Source document>
Aethina tumida, commonly known as the small hive beetle (SHB), is a beekeeping pest. It is native to sub-Saharan Africa, but has spread to many other regions, including North America, Australia, and the Philippines.

The small hive beetle primarily lives within the beehive and feeds on pollen, honey, and dead bees. The colonization can cause severe damage to honeycomb, stored honey, and pollen. Beetle larvae may tunnel through combs of honey, feeding and defecating, causing discoloration and fermentation of the honey. If a beetle infestation is abundant and concentrated, they may cause bees to abandon their hive.

Small hive beetles have shown unique behavior associated with pheromones. They can sense the honeybee's alarm pheromone, which is primarily released by the host to inform the host guards about the presence of invaders. This fitness advantage improves their ability to quickly locate and colonize the honeybee hives. The host has evolved some strategies to cope with the colony damage, such as imprisonment of the invader, patrolling, and removal of beetle's eggs.

Small hive beetles can cause significant economic loss on bee colony, stored honey, and package bee production. Biological control method includes uses of fungi and fire ants. Cultural control focuses on the hygienic practice of beekeeper. Chemical control strategy includes uses of carbon disulfide, para-dichlorobenzene, and some chemical products on the market.

==Distribution==
The small hive beetle was first discovered in the United States in 1996 and has now spread to 27 U.S. states, including Hawaii.

An infestation by the small hive beetle was triggered in 2015 in British Columbia which led to a temporary quarantine.

In Mexico, the small hive beetle has become established in at least eight states. Infestation levels are especially high in tropical areas such as the Yucatán.

Referring expression pointing rows:

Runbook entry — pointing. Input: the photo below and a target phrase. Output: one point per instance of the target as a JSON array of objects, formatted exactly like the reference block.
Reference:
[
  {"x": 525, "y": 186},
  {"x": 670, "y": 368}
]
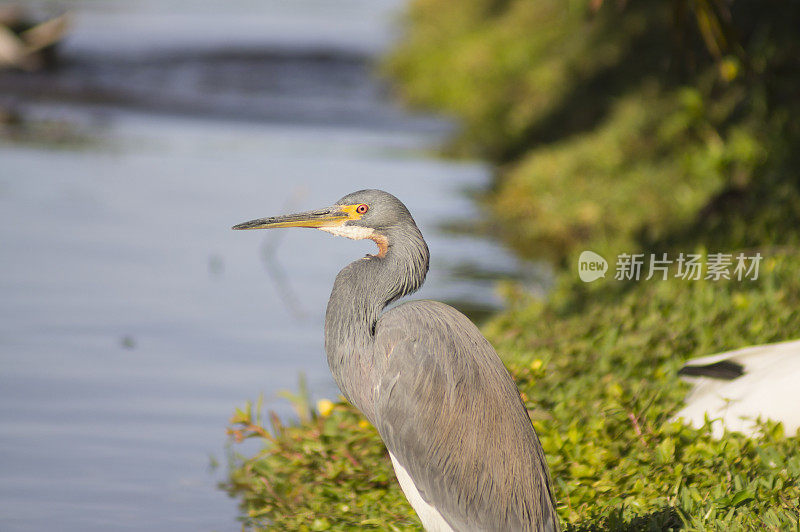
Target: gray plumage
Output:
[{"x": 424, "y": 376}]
...
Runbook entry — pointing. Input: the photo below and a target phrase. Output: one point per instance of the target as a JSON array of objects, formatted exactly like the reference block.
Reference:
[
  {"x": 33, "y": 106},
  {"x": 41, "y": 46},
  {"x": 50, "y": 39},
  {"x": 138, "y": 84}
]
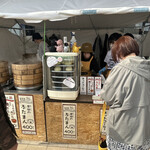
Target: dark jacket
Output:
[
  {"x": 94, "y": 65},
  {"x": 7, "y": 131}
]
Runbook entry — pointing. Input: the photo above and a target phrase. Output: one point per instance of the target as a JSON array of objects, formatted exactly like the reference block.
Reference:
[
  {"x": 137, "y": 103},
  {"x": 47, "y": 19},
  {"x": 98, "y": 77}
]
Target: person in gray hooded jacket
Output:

Task requirements>
a: Answer these from the small hive beetle text:
(i) To what region is the small hive beetle native?
(ii) In what year was it first discovered in the United States?
(iii) In at least how many Mexican states has it become established?
b: Reproduce the part of the small hive beetle text that opens with the words containing "Aethina tumida, commonly" and closes with "abandon their hive.".

Answers for each item>
a:
(i) Sub-Saharan Africa
(ii) 1996
(iii) Eight

b:
Aethina tumida, commonly known as the small hive beetle (SHB), is a beekeeping pest. It is native to sub-Saharan Africa, but has spread to many other regions, including North America, Australia, and the Philippines.

The small hive beetle primarily lives within the beehive and feeds on pollen, honey, and dead bees. The colonization can cause severe damage to honeycomb, stored honey, and pollen. Beetle larvae may tunnel through combs of honey, feeding and defecating, causing discoloration and fermentation of the honey. If a beetle infestation is abundant and concentrated, they may cause bees to abandon their hive.